Records supplied:

========

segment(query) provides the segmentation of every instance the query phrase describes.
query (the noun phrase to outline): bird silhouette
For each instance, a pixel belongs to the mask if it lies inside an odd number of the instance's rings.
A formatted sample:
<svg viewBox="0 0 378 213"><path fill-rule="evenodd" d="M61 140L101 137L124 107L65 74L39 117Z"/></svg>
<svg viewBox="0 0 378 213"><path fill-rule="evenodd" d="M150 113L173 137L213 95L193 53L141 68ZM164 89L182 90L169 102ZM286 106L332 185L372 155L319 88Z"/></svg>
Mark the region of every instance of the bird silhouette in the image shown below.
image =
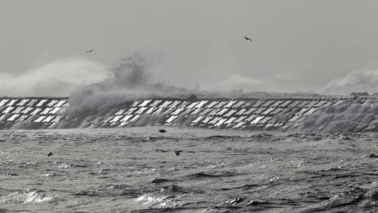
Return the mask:
<svg viewBox="0 0 378 213"><path fill-rule="evenodd" d="M244 36L244 38L245 40L249 40L252 41L252 39L249 38L248 37Z"/></svg>

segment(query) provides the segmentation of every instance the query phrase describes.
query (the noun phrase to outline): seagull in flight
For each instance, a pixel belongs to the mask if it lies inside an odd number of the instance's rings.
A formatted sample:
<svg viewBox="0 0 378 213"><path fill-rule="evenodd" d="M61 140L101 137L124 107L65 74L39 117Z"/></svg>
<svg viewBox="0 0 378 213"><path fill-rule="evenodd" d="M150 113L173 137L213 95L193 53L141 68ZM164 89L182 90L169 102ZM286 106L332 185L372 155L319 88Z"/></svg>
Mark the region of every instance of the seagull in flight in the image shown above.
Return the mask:
<svg viewBox="0 0 378 213"><path fill-rule="evenodd" d="M244 38L245 40L249 40L252 41L252 39L249 38L248 37L244 36Z"/></svg>

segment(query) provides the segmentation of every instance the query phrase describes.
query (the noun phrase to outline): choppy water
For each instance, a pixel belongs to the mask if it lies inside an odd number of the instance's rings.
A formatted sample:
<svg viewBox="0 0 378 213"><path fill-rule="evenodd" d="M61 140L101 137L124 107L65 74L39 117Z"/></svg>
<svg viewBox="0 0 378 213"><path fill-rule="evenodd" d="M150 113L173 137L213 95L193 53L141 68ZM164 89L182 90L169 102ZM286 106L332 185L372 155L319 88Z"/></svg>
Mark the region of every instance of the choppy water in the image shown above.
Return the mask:
<svg viewBox="0 0 378 213"><path fill-rule="evenodd" d="M378 209L378 134L165 129L0 131L0 212Z"/></svg>

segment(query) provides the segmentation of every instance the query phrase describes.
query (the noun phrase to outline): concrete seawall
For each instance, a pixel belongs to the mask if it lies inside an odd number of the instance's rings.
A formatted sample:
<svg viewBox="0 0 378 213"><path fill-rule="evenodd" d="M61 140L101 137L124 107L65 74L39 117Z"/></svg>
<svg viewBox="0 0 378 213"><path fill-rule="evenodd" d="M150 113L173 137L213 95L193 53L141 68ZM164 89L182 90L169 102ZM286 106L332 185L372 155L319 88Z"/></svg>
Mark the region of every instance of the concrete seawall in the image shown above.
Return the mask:
<svg viewBox="0 0 378 213"><path fill-rule="evenodd" d="M169 125L285 131L293 129L298 125L306 125L306 118L311 115L313 117L313 114L318 114L319 111L324 111L328 116L333 113L340 114L338 111L333 111L329 109L346 103L353 106L375 106L377 99L367 97L269 99L164 98L126 102L99 111L87 111L85 114L75 115L68 113L69 99L67 97L2 97L0 98L0 129ZM360 126L357 131L375 131L375 123L378 123L375 120L378 121L378 118L375 114L372 116L368 121L361 120L358 124L353 124L352 126ZM368 123L362 124L364 122ZM351 126L345 126L343 131L350 131Z"/></svg>

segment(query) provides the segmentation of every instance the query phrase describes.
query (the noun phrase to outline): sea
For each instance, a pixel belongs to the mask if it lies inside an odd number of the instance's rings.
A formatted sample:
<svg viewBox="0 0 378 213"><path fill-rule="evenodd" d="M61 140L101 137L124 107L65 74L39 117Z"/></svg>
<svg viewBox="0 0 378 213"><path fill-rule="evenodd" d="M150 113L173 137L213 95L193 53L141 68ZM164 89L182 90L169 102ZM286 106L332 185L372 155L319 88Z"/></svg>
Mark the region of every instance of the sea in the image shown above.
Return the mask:
<svg viewBox="0 0 378 213"><path fill-rule="evenodd" d="M377 180L375 133L0 131L0 212L377 212Z"/></svg>

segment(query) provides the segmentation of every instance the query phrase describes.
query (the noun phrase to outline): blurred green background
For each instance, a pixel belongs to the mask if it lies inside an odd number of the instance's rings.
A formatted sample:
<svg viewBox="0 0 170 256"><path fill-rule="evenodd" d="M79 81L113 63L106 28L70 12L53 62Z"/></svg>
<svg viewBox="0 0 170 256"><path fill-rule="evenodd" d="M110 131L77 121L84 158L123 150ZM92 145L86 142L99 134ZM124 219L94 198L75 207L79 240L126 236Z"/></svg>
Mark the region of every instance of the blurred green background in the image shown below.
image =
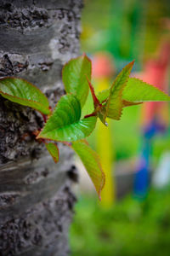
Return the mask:
<svg viewBox="0 0 170 256"><path fill-rule="evenodd" d="M115 73L109 78L110 83L133 59L133 72L144 72L145 61L156 58L162 41L169 40L169 18L168 0L86 0L82 16L82 52L92 60L101 51L111 55ZM95 84L94 80L94 87ZM90 96L90 112L89 106ZM116 202L104 207L84 177L83 188L81 183L78 189L76 186L78 201L69 236L71 256L170 255L170 177L161 189L151 185L160 159L164 152L170 152L170 129L168 125L165 132L154 137L150 187L145 197L139 200L133 193L133 178L143 140L141 108L125 108L121 120L110 125ZM167 122L169 124L169 119ZM88 142L96 149L95 133Z"/></svg>

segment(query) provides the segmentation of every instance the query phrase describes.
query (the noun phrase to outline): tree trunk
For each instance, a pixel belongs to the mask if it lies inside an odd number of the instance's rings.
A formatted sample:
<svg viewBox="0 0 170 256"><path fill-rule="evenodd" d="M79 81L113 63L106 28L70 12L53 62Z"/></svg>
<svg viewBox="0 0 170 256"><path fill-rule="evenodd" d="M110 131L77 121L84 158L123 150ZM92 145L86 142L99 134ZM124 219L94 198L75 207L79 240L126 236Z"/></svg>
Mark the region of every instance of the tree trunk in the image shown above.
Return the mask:
<svg viewBox="0 0 170 256"><path fill-rule="evenodd" d="M2 0L0 77L24 78L54 106L63 64L79 50L82 0ZM54 164L32 131L40 113L0 97L0 255L68 255L76 173L60 146Z"/></svg>

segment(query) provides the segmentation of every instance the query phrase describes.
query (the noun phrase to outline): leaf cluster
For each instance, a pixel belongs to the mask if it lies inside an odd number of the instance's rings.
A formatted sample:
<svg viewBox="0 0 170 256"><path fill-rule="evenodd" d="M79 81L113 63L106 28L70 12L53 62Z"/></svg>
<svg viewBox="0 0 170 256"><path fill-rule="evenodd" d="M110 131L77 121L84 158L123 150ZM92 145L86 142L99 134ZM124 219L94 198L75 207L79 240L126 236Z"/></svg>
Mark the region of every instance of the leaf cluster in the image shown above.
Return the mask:
<svg viewBox="0 0 170 256"><path fill-rule="evenodd" d="M53 111L44 94L28 81L9 77L0 79L0 94L3 97L32 108L47 117L44 127L38 132L37 139L45 143L55 162L59 160L56 142L65 143L76 151L99 197L105 184L105 173L99 156L85 140L94 130L97 119L107 125L107 118L119 120L125 107L144 102L170 100L169 96L158 88L138 79L129 78L133 62L121 71L109 89L96 96L91 84L91 61L85 54L71 60L62 71L66 95L60 98ZM82 108L89 90L94 100L94 111L81 119Z"/></svg>

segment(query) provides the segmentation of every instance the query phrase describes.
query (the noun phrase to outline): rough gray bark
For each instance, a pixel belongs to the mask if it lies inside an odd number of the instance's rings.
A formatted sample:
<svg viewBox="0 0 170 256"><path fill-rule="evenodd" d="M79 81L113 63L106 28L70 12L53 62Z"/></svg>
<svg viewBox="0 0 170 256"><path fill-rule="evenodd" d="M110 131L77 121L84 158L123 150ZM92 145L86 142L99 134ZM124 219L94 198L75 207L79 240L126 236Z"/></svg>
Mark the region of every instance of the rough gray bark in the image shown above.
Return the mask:
<svg viewBox="0 0 170 256"><path fill-rule="evenodd" d="M79 50L82 0L0 1L0 77L18 76L64 94L63 64ZM32 131L40 113L0 97L0 255L68 255L76 179L72 152L55 165ZM26 137L27 134L27 137Z"/></svg>

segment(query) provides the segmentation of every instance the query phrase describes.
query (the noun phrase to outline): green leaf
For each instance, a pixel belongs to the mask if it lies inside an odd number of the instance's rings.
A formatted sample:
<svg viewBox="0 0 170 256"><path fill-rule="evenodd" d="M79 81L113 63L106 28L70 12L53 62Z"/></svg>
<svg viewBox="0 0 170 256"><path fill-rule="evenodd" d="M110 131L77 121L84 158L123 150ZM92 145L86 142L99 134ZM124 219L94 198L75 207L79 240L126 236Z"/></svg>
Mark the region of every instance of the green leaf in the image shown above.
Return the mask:
<svg viewBox="0 0 170 256"><path fill-rule="evenodd" d="M81 118L81 105L73 95L62 96L37 138L72 142L85 138L94 131L96 117Z"/></svg>
<svg viewBox="0 0 170 256"><path fill-rule="evenodd" d="M91 80L91 61L86 55L82 55L66 63L62 71L63 83L67 93L76 96L83 107L88 95L88 80Z"/></svg>
<svg viewBox="0 0 170 256"><path fill-rule="evenodd" d="M59 161L59 148L56 144L53 143L45 143L46 148L51 156L53 157L53 160L55 163Z"/></svg>
<svg viewBox="0 0 170 256"><path fill-rule="evenodd" d="M86 141L74 142L71 147L82 161L100 199L100 192L105 185L105 176L99 155L88 146Z"/></svg>
<svg viewBox="0 0 170 256"><path fill-rule="evenodd" d="M105 90L99 92L97 98L100 103L102 103L103 102L107 100L107 98L110 96L110 88L108 88L108 89L105 89Z"/></svg>
<svg viewBox="0 0 170 256"><path fill-rule="evenodd" d="M15 78L0 79L0 94L10 102L27 106L49 114L48 98L31 83Z"/></svg>
<svg viewBox="0 0 170 256"><path fill-rule="evenodd" d="M108 117L116 120L120 119L123 108L122 91L128 80L133 63L134 61L132 61L128 64L111 85L109 98L106 101L106 105L104 107L105 110L105 119Z"/></svg>
<svg viewBox="0 0 170 256"><path fill-rule="evenodd" d="M170 101L170 96L160 89L134 78L128 79L122 98L131 102Z"/></svg>

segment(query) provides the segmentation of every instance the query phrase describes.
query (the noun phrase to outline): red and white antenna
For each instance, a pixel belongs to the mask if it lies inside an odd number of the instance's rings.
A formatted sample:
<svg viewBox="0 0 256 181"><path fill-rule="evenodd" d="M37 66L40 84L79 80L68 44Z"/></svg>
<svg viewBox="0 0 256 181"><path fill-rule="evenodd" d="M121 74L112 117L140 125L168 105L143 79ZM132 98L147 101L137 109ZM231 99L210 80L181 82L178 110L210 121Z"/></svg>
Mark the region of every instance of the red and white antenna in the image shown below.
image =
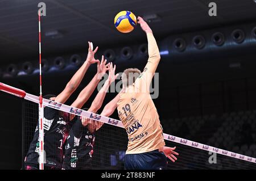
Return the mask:
<svg viewBox="0 0 256 181"><path fill-rule="evenodd" d="M40 20L40 10L38 11L38 30L39 37L39 72L40 72L40 96L39 96L39 158L38 162L39 163L39 169L44 170L44 128L43 128L43 117L44 117L44 108L43 107L43 96L42 91L42 57L41 57L41 20Z"/></svg>

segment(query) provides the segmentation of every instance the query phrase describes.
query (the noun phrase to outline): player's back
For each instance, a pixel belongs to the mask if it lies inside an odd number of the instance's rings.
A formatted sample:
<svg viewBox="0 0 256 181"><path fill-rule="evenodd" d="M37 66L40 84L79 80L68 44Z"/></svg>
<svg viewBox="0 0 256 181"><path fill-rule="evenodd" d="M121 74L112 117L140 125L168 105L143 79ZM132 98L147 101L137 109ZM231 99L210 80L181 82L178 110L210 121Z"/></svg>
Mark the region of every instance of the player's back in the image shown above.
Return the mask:
<svg viewBox="0 0 256 181"><path fill-rule="evenodd" d="M126 154L151 151L164 146L159 115L148 92L138 83L120 94L117 103L119 117L128 134Z"/></svg>

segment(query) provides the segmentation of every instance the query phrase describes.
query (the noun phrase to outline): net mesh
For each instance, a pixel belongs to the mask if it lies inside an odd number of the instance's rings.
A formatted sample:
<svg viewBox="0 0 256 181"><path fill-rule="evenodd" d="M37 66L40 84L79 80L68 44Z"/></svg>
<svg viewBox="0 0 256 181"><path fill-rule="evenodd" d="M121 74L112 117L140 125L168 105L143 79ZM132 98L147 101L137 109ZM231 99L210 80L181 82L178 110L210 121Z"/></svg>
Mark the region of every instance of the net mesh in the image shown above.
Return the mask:
<svg viewBox="0 0 256 181"><path fill-rule="evenodd" d="M23 158L25 158L27 154L28 148L34 136L38 120L38 104L24 100L23 103ZM74 123L71 124L71 128L75 125L74 124ZM164 123L162 124L164 124ZM127 137L125 130L114 125L104 124L95 133L94 136L95 136L95 140L93 144L93 153L92 157L89 158L91 161L90 166L87 168L124 169L124 158L127 144ZM67 138L68 140L68 135ZM49 141L51 143L59 142L59 140L55 140L55 141L48 140L47 142L45 140L45 145L47 144L49 144ZM193 141L200 142L200 140ZM256 164L252 162L221 154L213 154L208 151L170 141L166 140L165 141L167 146L176 146L177 152L180 154L178 160L175 163L168 161L167 169L256 169ZM209 142L210 142L210 141ZM62 146L63 151L62 154L65 155L65 149L69 147L67 145L67 141L59 143L60 146ZM214 143L212 144L212 146L215 146ZM225 149L225 148L221 148ZM253 155L249 155L248 156L253 157ZM80 164L88 165L88 159L80 161ZM210 162L213 163L210 163Z"/></svg>

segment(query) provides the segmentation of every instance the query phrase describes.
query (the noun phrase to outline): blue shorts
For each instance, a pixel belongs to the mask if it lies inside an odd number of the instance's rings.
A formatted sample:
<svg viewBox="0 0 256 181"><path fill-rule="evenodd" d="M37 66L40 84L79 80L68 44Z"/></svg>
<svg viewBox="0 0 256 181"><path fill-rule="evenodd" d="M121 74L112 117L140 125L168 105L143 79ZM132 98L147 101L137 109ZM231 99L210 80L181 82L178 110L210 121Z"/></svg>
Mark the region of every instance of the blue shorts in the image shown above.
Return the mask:
<svg viewBox="0 0 256 181"><path fill-rule="evenodd" d="M128 154L125 157L126 170L163 170L167 158L163 152L155 150L139 154Z"/></svg>

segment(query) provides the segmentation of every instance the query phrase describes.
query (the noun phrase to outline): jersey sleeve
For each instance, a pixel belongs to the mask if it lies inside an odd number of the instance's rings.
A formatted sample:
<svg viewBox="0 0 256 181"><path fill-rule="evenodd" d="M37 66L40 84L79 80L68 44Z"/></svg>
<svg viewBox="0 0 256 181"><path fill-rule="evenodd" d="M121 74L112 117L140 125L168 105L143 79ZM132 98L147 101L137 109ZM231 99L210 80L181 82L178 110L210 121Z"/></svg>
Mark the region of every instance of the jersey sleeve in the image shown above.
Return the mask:
<svg viewBox="0 0 256 181"><path fill-rule="evenodd" d="M83 129L86 128L82 125L80 116L76 116L74 120L75 123L72 127L73 133L76 137L80 138L82 136Z"/></svg>

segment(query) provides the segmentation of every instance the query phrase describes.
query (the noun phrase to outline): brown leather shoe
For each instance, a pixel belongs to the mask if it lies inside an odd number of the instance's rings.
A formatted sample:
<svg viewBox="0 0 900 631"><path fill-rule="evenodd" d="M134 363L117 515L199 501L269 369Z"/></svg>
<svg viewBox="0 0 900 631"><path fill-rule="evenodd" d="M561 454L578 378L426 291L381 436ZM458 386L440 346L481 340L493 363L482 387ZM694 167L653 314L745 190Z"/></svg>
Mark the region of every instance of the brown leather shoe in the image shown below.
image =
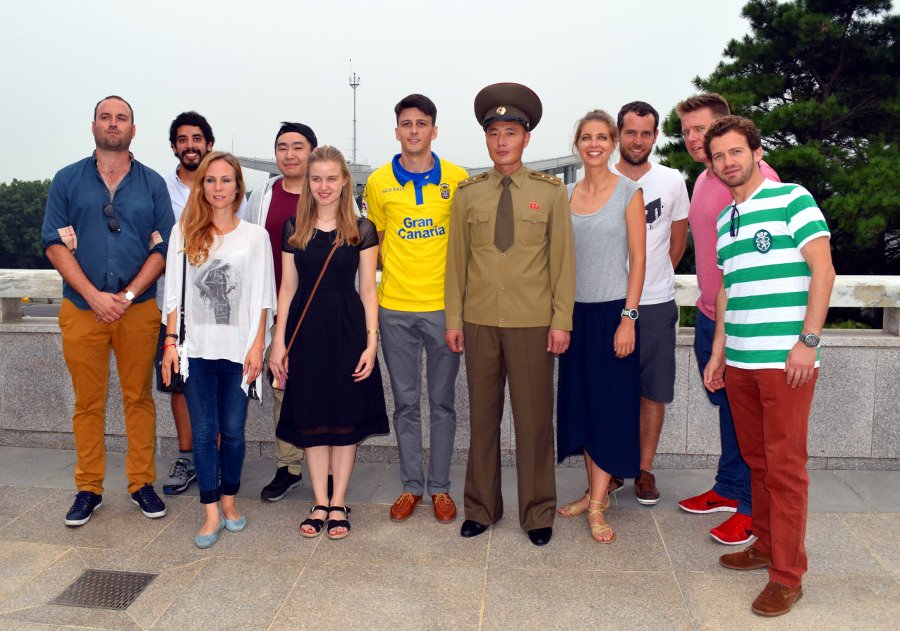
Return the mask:
<svg viewBox="0 0 900 631"><path fill-rule="evenodd" d="M800 585L785 587L775 581L769 581L766 588L753 601L750 609L760 616L783 616L794 607L794 603L800 600L801 596L803 587Z"/></svg>
<svg viewBox="0 0 900 631"><path fill-rule="evenodd" d="M772 555L764 554L750 545L740 552L723 554L719 557L719 565L729 570L759 570L772 565Z"/></svg>
<svg viewBox="0 0 900 631"><path fill-rule="evenodd" d="M391 521L406 521L421 501L421 495L413 495L404 491L391 506Z"/></svg>
<svg viewBox="0 0 900 631"><path fill-rule="evenodd" d="M656 488L656 476L649 471L641 470L641 475L634 480L634 495L644 506L659 503L659 489Z"/></svg>
<svg viewBox="0 0 900 631"><path fill-rule="evenodd" d="M431 496L434 502L434 518L439 522L448 524L456 519L456 504L447 493L435 493Z"/></svg>

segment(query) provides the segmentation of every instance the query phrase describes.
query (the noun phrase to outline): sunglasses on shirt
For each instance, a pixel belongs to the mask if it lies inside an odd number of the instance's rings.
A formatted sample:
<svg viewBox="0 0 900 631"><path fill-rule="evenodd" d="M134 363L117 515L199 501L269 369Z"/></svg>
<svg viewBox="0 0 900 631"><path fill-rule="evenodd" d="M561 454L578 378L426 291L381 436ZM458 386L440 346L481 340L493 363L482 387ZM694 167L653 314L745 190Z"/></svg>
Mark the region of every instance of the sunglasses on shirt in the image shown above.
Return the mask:
<svg viewBox="0 0 900 631"><path fill-rule="evenodd" d="M737 236L738 231L741 229L741 213L738 212L737 204L731 205L731 226L728 228L728 234L731 235L732 238Z"/></svg>
<svg viewBox="0 0 900 631"><path fill-rule="evenodd" d="M110 232L122 232L122 227L119 225L119 218L116 217L116 209L113 207L112 202L103 207L103 214L106 217L106 225L109 227Z"/></svg>

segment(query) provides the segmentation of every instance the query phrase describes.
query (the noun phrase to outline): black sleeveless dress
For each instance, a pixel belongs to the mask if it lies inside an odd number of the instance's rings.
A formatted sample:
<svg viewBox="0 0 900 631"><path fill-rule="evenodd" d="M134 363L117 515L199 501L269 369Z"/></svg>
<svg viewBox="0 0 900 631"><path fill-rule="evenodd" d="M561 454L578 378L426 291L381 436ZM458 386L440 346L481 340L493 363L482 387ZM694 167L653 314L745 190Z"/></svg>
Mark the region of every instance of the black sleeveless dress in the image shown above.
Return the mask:
<svg viewBox="0 0 900 631"><path fill-rule="evenodd" d="M276 435L297 447L355 445L367 436L389 432L381 371L376 359L369 377L358 383L352 374L366 348L366 317L356 273L359 253L378 245L375 224L359 219L358 245L337 249L288 356L288 379ZM335 232L316 232L305 250L292 247L294 219L282 230L281 249L294 255L298 286L291 302L286 333L297 319L334 244Z"/></svg>

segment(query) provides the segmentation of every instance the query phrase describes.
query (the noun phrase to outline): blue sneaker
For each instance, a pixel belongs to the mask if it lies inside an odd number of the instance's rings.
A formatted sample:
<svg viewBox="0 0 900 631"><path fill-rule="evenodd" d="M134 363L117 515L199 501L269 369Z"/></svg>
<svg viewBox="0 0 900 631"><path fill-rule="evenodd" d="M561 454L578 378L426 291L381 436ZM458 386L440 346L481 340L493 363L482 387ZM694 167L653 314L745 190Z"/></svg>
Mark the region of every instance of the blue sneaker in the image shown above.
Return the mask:
<svg viewBox="0 0 900 631"><path fill-rule="evenodd" d="M66 513L66 526L83 526L95 510L103 506L103 496L90 491L78 491L72 508Z"/></svg>
<svg viewBox="0 0 900 631"><path fill-rule="evenodd" d="M145 517L157 519L166 515L166 505L159 499L159 495L156 494L152 484L145 484L132 493L131 501L140 507Z"/></svg>

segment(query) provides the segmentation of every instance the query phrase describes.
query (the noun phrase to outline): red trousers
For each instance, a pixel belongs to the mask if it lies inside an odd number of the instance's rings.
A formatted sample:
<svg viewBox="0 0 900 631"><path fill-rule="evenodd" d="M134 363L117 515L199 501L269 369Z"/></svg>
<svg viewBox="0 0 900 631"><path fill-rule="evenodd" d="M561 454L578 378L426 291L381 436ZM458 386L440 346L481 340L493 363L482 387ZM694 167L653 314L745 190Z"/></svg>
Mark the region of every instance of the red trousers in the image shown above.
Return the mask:
<svg viewBox="0 0 900 631"><path fill-rule="evenodd" d="M750 467L754 547L772 555L769 578L797 587L806 573L809 409L819 371L791 388L780 369L729 366L725 390L741 455Z"/></svg>

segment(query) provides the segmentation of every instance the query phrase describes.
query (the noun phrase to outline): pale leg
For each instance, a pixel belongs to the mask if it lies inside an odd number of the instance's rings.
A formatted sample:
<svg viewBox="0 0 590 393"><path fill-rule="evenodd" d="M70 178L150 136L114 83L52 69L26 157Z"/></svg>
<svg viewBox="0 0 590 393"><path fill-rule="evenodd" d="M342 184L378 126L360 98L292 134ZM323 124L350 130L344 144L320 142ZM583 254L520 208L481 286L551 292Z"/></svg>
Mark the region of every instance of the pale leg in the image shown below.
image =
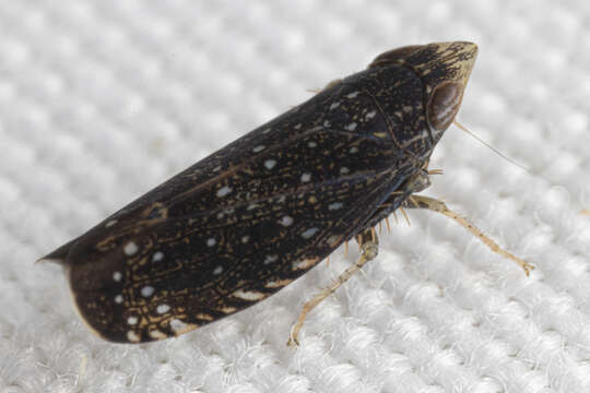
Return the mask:
<svg viewBox="0 0 590 393"><path fill-rule="evenodd" d="M342 273L328 288L323 289L318 295L314 296L311 300L307 301L302 312L299 313L299 318L297 318L297 322L293 325L291 329L291 337L288 338L287 345L288 346L296 346L299 345L299 342L297 341L297 335L299 334L299 330L302 329L305 318L311 311L316 306L318 306L323 299L326 299L328 296L333 294L334 290L338 289L342 284L344 284L353 274L358 272L361 267L368 261L375 259L377 254L379 253L379 239L377 238L375 230L367 229L363 233L361 238L361 258L358 261L356 261L355 264L350 266Z"/></svg>
<svg viewBox="0 0 590 393"><path fill-rule="evenodd" d="M428 209L434 212L438 212L440 214L446 215L447 217L450 217L455 219L459 225L461 225L463 228L468 229L470 233L475 235L485 246L487 246L493 252L500 254L504 258L509 259L510 261L514 261L518 263L520 267L524 270L524 273L529 275L530 271L534 269L533 265L524 262L518 257L515 257L514 254L509 253L508 251L500 248L494 240L485 236L484 233L482 233L477 227L473 226L470 222L468 222L465 218L461 217L457 213L452 212L447 207L445 202L435 200L434 198L428 196L422 196L422 195L412 195L408 201L403 203L403 207L405 209Z"/></svg>

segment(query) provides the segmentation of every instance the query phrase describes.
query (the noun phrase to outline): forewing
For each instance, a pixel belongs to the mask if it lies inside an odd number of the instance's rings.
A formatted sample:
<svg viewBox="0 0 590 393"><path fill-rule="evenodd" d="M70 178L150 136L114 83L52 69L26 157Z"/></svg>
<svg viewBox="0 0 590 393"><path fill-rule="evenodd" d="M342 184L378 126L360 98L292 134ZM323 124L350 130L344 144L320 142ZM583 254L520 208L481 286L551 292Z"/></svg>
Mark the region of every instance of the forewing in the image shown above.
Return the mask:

========

Give the lines from the start of the items above through the line containing "36L244 38L245 40L249" as a numbered list, skipping blank lines and leaving out the pictures.

1. segment(query) provides the segmentation of every instance the query phrase describes.
2. query (the noun phrase to outline): bird silhouette
3. For each instance, a pixel belongs to the mask if it lies inside an odd number of the instance's rings.
4. A formatted sample:
5. <svg viewBox="0 0 378 213"><path fill-rule="evenodd" d="M61 140L101 137L124 107L65 74L39 117Z"/></svg>
6. <svg viewBox="0 0 378 213"><path fill-rule="evenodd" d="M150 113L173 137L213 95L193 53L141 68ZM164 89L182 90L169 102ZM286 106L332 185L372 155L319 88Z"/></svg>
7. Mark the region of every instance of the bird silhouette in the image shown below.
8. image =
9. Return the mask:
10. <svg viewBox="0 0 378 213"><path fill-rule="evenodd" d="M244 36L244 38L245 40L249 40L252 41L252 39L249 38L248 37Z"/></svg>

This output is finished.